WHAT IS NEEDED ::
Your task is to extract the lines from the one holding "the man holding" through the end of the material. Set them down exactly and add nothing.

:: EXTRACTED DATA ::

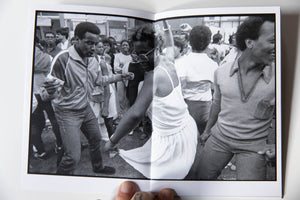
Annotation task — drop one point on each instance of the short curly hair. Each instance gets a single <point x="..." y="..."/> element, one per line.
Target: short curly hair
<point x="200" y="37"/>
<point x="84" y="27"/>
<point x="145" y="33"/>
<point x="250" y="28"/>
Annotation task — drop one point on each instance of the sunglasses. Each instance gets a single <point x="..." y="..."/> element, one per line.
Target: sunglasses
<point x="143" y="58"/>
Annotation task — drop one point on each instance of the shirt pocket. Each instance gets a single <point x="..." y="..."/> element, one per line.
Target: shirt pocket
<point x="264" y="110"/>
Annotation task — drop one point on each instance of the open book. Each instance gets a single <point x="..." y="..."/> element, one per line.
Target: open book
<point x="196" y="57"/>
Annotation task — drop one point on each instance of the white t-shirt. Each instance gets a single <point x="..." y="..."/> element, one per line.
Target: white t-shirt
<point x="196" y="73"/>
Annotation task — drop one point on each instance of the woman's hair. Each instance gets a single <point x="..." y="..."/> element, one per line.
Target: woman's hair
<point x="250" y="28"/>
<point x="127" y="41"/>
<point x="145" y="33"/>
<point x="200" y="37"/>
<point x="84" y="27"/>
<point x="179" y="43"/>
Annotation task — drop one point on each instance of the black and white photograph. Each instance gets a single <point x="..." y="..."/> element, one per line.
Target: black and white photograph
<point x="186" y="99"/>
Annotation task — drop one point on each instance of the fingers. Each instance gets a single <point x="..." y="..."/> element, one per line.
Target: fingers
<point x="127" y="190"/>
<point x="168" y="194"/>
<point x="143" y="196"/>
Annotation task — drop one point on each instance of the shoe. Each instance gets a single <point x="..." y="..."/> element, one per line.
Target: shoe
<point x="143" y="136"/>
<point x="41" y="156"/>
<point x="105" y="170"/>
<point x="58" y="149"/>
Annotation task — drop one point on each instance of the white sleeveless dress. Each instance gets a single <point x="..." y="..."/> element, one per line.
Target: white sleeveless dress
<point x="170" y="152"/>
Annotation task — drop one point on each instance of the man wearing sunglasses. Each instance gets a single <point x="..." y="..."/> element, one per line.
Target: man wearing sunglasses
<point x="78" y="70"/>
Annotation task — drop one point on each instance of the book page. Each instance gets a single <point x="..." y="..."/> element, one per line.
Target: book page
<point x="64" y="134"/>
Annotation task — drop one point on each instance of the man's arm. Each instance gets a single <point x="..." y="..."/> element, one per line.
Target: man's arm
<point x="135" y="113"/>
<point x="106" y="80"/>
<point x="214" y="111"/>
<point x="106" y="90"/>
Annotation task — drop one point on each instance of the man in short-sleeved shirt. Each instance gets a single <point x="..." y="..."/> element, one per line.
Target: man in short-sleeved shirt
<point x="243" y="106"/>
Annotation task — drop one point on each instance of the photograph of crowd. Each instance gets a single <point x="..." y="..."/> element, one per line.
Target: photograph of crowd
<point x="188" y="98"/>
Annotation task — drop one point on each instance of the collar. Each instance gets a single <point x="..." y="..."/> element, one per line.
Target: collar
<point x="266" y="73"/>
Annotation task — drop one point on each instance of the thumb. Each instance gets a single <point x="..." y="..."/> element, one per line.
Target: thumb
<point x="126" y="190"/>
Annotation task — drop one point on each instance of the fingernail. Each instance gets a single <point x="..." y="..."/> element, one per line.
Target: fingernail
<point x="127" y="188"/>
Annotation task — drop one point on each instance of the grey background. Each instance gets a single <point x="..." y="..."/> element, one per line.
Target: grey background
<point x="13" y="48"/>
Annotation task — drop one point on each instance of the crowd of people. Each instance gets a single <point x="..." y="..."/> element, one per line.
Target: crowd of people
<point x="191" y="88"/>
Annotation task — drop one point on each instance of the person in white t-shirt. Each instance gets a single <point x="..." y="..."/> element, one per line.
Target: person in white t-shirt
<point x="196" y="71"/>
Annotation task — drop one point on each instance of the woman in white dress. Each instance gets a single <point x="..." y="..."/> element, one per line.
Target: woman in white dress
<point x="170" y="152"/>
<point x="121" y="63"/>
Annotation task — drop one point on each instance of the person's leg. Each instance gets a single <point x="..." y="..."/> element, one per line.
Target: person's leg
<point x="109" y="124"/>
<point x="37" y="124"/>
<point x="199" y="110"/>
<point x="212" y="159"/>
<point x="69" y="124"/>
<point x="250" y="166"/>
<point x="91" y="131"/>
<point x="51" y="115"/>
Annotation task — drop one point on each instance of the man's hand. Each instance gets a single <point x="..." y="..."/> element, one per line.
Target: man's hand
<point x="204" y="136"/>
<point x="269" y="152"/>
<point x="108" y="146"/>
<point x="104" y="112"/>
<point x="130" y="191"/>
<point x="128" y="76"/>
<point x="51" y="85"/>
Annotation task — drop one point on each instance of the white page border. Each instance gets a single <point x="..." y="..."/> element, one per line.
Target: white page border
<point x="108" y="186"/>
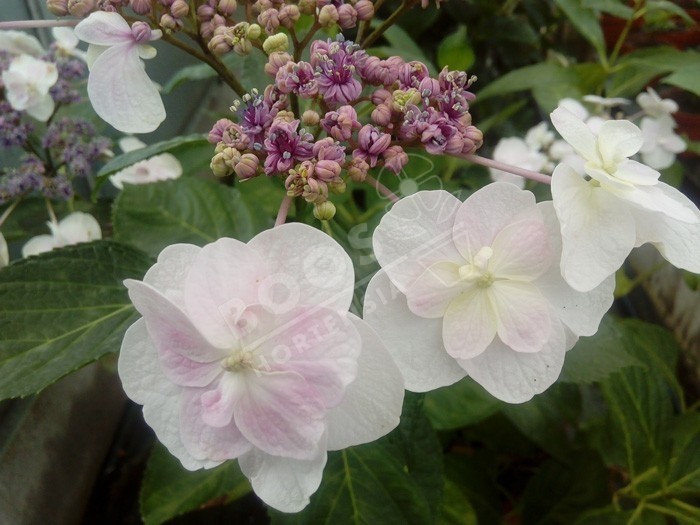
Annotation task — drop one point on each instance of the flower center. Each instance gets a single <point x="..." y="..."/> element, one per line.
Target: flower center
<point x="477" y="271"/>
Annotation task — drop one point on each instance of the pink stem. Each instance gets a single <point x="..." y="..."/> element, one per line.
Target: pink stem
<point x="37" y="24"/>
<point x="382" y="189"/>
<point x="522" y="172"/>
<point x="284" y="210"/>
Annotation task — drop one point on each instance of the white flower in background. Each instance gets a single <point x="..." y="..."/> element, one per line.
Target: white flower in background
<point x="4" y="254"/>
<point x="67" y="42"/>
<point x="20" y="43"/>
<point x="619" y="204"/>
<point x="248" y="351"/>
<point x="515" y="151"/>
<point x="119" y="88"/>
<point x="27" y="83"/>
<point x="159" y="167"/>
<point x="661" y="143"/>
<point x="475" y="288"/>
<point x="73" y="229"/>
<point x="655" y="106"/>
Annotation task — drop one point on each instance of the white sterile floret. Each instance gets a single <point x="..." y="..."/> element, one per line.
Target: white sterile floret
<point x="616" y="205"/>
<point x="27" y="83"/>
<point x="159" y="167"/>
<point x="474" y="288"/>
<point x="119" y="88"/>
<point x="248" y="351"/>
<point x="73" y="229"/>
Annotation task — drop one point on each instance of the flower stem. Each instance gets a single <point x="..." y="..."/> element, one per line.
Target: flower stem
<point x="522" y="172"/>
<point x="283" y="211"/>
<point x="382" y="189"/>
<point x="37" y="24"/>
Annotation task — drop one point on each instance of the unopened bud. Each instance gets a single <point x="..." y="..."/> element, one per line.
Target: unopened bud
<point x="328" y="16"/>
<point x="57" y="7"/>
<point x="324" y="211"/>
<point x="310" y="118"/>
<point x="278" y="42"/>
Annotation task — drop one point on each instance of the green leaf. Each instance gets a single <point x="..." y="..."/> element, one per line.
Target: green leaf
<point x="459" y="405"/>
<point x="180" y="147"/>
<point x="455" y="51"/>
<point x="395" y="480"/>
<point x="585" y="21"/>
<point x="596" y="357"/>
<point x="62" y="310"/>
<point x="168" y="490"/>
<point x="687" y="78"/>
<point x="189" y="210"/>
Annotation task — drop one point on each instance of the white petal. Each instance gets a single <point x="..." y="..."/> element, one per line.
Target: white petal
<point x="121" y="92"/>
<point x="307" y="265"/>
<point x="574" y="131"/>
<point x="581" y="312"/>
<point x="515" y="377"/>
<point x="104" y="29"/>
<point x="38" y="244"/>
<point x="597" y="228"/>
<point x="416" y="233"/>
<point x="486" y="212"/>
<point x="169" y="273"/>
<point x="678" y="241"/>
<point x="372" y="403"/>
<point x="414" y="343"/>
<point x="618" y="140"/>
<point x="283" y="483"/>
<point x="144" y="382"/>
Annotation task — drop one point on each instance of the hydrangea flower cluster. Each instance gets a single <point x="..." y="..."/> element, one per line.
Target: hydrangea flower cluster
<point x="540" y="150"/>
<point x="315" y="154"/>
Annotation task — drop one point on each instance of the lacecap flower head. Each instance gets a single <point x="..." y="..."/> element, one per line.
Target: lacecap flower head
<point x="474" y="288"/>
<point x="248" y="351"/>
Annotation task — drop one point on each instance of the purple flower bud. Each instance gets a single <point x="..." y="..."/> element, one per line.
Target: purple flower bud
<point x="395" y="159"/>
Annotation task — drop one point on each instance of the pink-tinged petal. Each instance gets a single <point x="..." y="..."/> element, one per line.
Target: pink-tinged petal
<point x="597" y="229"/>
<point x="143" y="381"/>
<point x="636" y="173"/>
<point x="660" y="198"/>
<point x="430" y="294"/>
<point x="319" y="344"/>
<point x="677" y="241"/>
<point x="285" y="484"/>
<point x="415" y="234"/>
<point x="515" y="377"/>
<point x="169" y="273"/>
<point x="414" y="343"/>
<point x="574" y="131"/>
<point x="486" y="212"/>
<point x="618" y="140"/>
<point x="121" y="92"/>
<point x="204" y="441"/>
<point x="171" y="330"/>
<point x="372" y="403"/>
<point x="523" y="315"/>
<point x="470" y="324"/>
<point x="581" y="312"/>
<point x="521" y="250"/>
<point x="224" y="278"/>
<point x="281" y="414"/>
<point x="306" y="267"/>
<point x="104" y="29"/>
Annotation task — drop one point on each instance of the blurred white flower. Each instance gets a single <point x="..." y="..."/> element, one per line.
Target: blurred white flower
<point x="27" y="83"/>
<point x="159" y="167"/>
<point x="654" y="106"/>
<point x="119" y="88"/>
<point x="73" y="229"/>
<point x="661" y="143"/>
<point x="619" y="204"/>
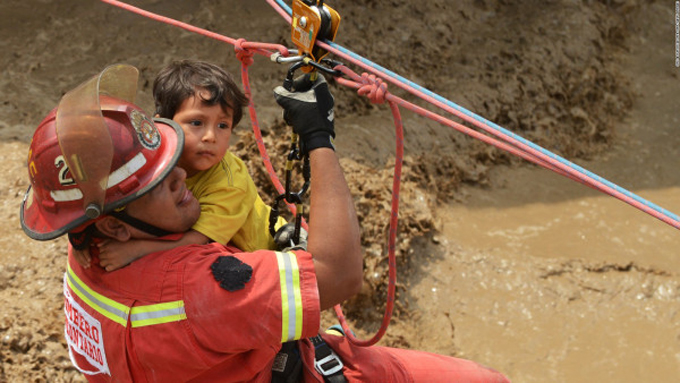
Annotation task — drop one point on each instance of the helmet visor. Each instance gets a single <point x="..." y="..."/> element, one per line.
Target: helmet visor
<point x="84" y="137"/>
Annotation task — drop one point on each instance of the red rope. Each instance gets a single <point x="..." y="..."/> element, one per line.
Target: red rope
<point x="376" y="91"/>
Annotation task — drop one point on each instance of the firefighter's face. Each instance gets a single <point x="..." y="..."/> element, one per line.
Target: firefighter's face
<point x="169" y="206"/>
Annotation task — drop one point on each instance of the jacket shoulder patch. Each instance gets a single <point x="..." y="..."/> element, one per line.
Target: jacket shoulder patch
<point x="231" y="273"/>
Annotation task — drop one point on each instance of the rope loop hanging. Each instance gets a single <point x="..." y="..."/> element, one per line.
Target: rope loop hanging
<point x="243" y="54"/>
<point x="373" y="87"/>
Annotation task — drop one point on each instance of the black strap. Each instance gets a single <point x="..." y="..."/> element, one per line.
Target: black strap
<point x="139" y="224"/>
<point x="326" y="362"/>
<point x="287" y="367"/>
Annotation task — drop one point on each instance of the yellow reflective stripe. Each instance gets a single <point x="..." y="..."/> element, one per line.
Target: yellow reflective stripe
<point x="157" y="314"/>
<point x="291" y="296"/>
<point x="103" y="305"/>
<point x="139" y="315"/>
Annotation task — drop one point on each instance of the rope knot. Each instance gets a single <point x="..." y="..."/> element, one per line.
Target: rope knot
<point x="373" y="87"/>
<point x="242" y="53"/>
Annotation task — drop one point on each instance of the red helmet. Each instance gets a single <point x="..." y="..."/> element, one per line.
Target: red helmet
<point x="94" y="153"/>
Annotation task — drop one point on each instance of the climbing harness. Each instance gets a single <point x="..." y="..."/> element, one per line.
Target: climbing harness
<point x="289" y="196"/>
<point x="287" y="367"/>
<point x="314" y="40"/>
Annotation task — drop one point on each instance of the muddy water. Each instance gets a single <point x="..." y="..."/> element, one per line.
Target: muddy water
<point x="550" y="281"/>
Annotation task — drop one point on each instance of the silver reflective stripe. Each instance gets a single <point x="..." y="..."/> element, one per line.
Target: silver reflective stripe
<point x="107" y="310"/>
<point x="291" y="296"/>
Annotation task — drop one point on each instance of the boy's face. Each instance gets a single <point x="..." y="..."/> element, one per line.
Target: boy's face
<point x="207" y="130"/>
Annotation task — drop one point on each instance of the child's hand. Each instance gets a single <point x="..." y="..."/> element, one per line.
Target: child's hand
<point x="114" y="255"/>
<point x="83" y="257"/>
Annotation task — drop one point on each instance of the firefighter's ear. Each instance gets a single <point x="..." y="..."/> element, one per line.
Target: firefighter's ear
<point x="113" y="228"/>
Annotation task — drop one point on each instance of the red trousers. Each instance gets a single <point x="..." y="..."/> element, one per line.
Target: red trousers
<point x="384" y="364"/>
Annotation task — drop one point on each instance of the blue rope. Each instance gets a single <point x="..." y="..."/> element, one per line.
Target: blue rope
<point x="494" y="126"/>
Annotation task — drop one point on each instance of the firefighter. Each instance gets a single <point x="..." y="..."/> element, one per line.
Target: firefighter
<point x="100" y="168"/>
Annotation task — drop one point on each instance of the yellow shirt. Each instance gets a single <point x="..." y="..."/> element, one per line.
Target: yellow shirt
<point x="231" y="208"/>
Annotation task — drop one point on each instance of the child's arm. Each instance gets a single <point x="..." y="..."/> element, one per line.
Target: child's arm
<point x="82" y="257"/>
<point x="113" y="254"/>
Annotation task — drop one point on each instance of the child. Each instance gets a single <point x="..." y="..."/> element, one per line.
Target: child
<point x="204" y="100"/>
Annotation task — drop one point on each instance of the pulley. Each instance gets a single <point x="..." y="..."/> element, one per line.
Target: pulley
<point x="313" y="20"/>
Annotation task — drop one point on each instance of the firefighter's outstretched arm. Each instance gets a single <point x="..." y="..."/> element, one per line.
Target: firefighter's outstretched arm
<point x="334" y="236"/>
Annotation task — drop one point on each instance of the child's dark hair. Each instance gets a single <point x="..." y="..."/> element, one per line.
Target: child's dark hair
<point x="182" y="79"/>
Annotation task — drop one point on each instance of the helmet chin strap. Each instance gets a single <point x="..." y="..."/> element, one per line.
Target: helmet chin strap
<point x="139" y="224"/>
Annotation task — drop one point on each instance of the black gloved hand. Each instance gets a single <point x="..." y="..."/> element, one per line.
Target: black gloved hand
<point x="308" y="108"/>
<point x="284" y="238"/>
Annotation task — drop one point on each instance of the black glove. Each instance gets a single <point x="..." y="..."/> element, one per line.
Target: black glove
<point x="284" y="238"/>
<point x="308" y="108"/>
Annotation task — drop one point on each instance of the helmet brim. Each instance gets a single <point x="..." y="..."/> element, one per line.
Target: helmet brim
<point x="36" y="218"/>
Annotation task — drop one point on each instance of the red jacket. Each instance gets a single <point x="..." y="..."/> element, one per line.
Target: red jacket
<point x="166" y="317"/>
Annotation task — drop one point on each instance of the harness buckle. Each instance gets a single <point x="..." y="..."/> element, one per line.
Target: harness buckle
<point x="328" y="365"/>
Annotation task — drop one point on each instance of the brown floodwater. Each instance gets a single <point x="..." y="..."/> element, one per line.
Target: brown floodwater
<point x="547" y="280"/>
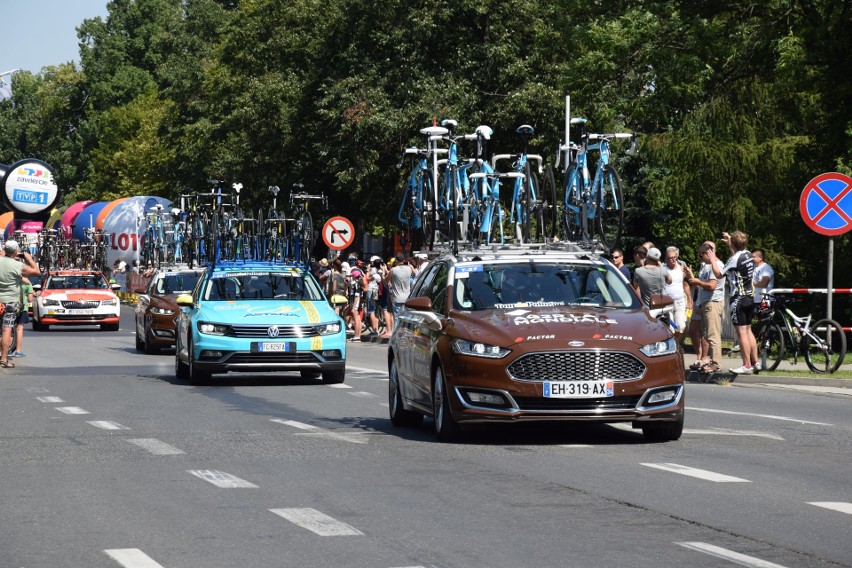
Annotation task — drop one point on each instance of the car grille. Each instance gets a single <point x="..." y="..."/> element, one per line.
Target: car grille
<point x="577" y="366"/>
<point x="578" y="404"/>
<point x="72" y="305"/>
<point x="284" y="331"/>
<point x="272" y="358"/>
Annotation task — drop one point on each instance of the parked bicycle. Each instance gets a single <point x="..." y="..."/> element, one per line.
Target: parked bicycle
<point x="782" y="335"/>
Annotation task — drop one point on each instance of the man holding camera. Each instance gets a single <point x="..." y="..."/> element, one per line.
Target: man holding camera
<point x="11" y="273"/>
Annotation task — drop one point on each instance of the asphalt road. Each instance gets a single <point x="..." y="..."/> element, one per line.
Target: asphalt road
<point x="107" y="460"/>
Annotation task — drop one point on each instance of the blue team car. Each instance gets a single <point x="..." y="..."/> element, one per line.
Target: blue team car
<point x="258" y="317"/>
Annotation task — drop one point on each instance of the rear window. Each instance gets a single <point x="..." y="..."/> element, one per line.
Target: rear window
<point x="261" y="285"/>
<point x="505" y="285"/>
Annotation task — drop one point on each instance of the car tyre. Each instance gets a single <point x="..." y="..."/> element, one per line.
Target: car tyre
<point x="446" y="427"/>
<point x="334" y="377"/>
<point x="399" y="415"/>
<point x="663" y="431"/>
<point x="181" y="370"/>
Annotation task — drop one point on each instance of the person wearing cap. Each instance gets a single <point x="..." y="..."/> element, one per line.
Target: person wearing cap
<point x="651" y="278"/>
<point x="11" y="274"/>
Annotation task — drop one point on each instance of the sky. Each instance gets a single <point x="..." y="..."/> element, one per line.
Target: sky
<point x="37" y="33"/>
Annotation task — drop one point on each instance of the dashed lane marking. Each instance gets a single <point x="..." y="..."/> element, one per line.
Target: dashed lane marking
<point x="72" y="410"/>
<point x="132" y="558"/>
<point x="222" y="479"/>
<point x="839" y="506"/>
<point x="729" y="555"/>
<point x="156" y="447"/>
<point x="316" y="522"/>
<point x="310" y="429"/>
<point x="694" y="472"/>
<point x="49" y="399"/>
<point x="771" y="416"/>
<point x="107" y="425"/>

:::

OUTPUT BELOW ::
Annotation task — drop one point on each instance of the man holding camera. Each instance gets a single <point x="..." y="..."/> element, one per line.
Target: man holding camera
<point x="11" y="273"/>
Annotation task — drop one point on each instance of the asphalt road. Each instance gets a single <point x="..." y="..."/> element, one per line.
Target: asphalt road
<point x="107" y="460"/>
Annotation task — drop one point on each instance of the blue team car. Each instance gets a single <point x="..." y="..."/> element, one per line.
Target: blue team car
<point x="258" y="317"/>
Annotation task — drop one point on each instance of the rear window. Each instance gets a single <point x="..." y="..."/> element, one per line.
Target: rear window
<point x="261" y="285"/>
<point x="505" y="285"/>
Annotation task — drop one point on each instance of the car tyre. Each instance gets a single <point x="..." y="..."/> element, one per line.
Target: car tyre
<point x="446" y="427"/>
<point x="334" y="377"/>
<point x="399" y="415"/>
<point x="663" y="431"/>
<point x="181" y="370"/>
Annotation task — drop one point on each instance of the person wearing cap. Each instance gets a single <point x="..." y="..."/> element, one per line.
Target: person wearing cap
<point x="651" y="278"/>
<point x="11" y="274"/>
Annotation task — drop one point on each instance of the sky. Each instance gets a single <point x="..." y="..."/> element, one per line.
Target: sky
<point x="37" y="33"/>
Annotation task — drop one point on each instance of the dashed lane marking. Each instance gets a single <point x="..." y="..."/> element, one per line.
Target: dashed lane marking
<point x="72" y="410"/>
<point x="132" y="558"/>
<point x="222" y="479"/>
<point x="839" y="506"/>
<point x="729" y="555"/>
<point x="156" y="447"/>
<point x="316" y="522"/>
<point x="310" y="429"/>
<point x="694" y="472"/>
<point x="49" y="399"/>
<point x="771" y="416"/>
<point x="107" y="425"/>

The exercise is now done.